* [GIVEN RECORDS]:
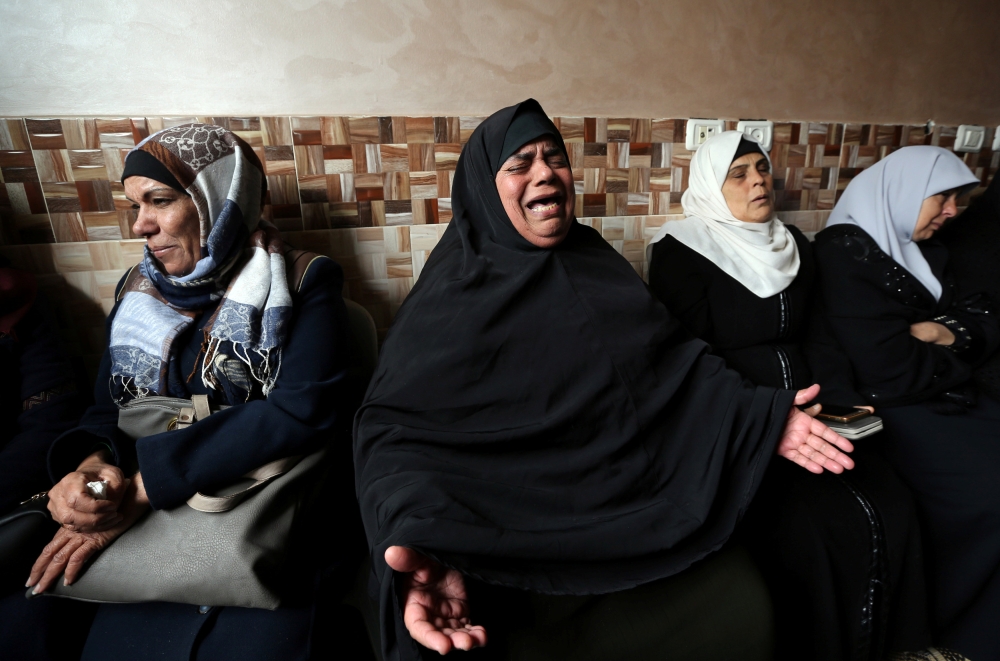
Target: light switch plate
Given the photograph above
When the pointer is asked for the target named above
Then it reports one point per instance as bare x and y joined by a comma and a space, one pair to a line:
970, 138
760, 130
700, 130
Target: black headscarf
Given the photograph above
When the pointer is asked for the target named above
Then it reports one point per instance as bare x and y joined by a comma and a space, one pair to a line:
536, 420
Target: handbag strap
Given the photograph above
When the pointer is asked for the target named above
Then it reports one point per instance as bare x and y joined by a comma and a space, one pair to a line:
261, 476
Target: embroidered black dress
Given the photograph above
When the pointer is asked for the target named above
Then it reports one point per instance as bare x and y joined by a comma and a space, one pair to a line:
829, 545
950, 462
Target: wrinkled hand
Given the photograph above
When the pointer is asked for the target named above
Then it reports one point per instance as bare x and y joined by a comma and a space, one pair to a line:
932, 333
69, 551
435, 607
810, 443
72, 506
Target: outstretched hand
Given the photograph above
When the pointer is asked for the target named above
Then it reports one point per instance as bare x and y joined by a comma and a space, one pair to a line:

* [STATED PROBLEM]:
Can you render the stretch of the records from the line containing "Target: wrinkled hand" through their end as a JSON list of strings, one string per line, leaving out blank lines?

* [EXERCISE OUTPUT]:
[
  "Target: wrinkled hand",
  "Given the photograph above",
  "When the pointer is asked for the target named above",
  "Then it reports one point per instance as bare x and y joined by a comma and a space, one pair to a line:",
  "932, 333",
  "69, 551",
  "435, 607",
  "810, 443",
  "72, 506",
  "Target: outstretched hand",
  "Given the photograph above",
  "When the pointer is asked for the target named above",
  "Then it reports one point per instance as bare x and y joined by a comma and a space, one pair to a line:"
]